▸ Input data
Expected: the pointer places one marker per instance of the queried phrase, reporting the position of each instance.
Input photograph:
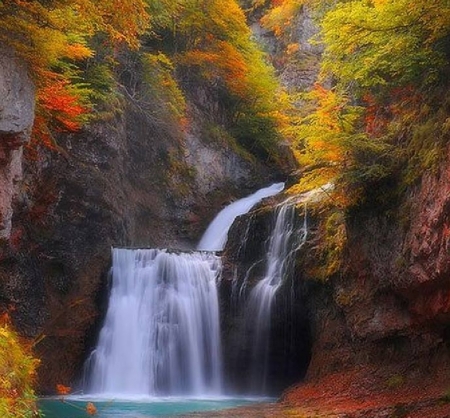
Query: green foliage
(161, 86)
(328, 252)
(17, 373)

▸ Work to complete
Every entry above is to be copied verbatim, with the pictures removed.

▸ Response for this exercise
Expected: the pointer places one marker per instance of the queried phrase, reporting the position of each instance.
Input photograph:
Query: green foliage
(161, 86)
(328, 252)
(17, 373)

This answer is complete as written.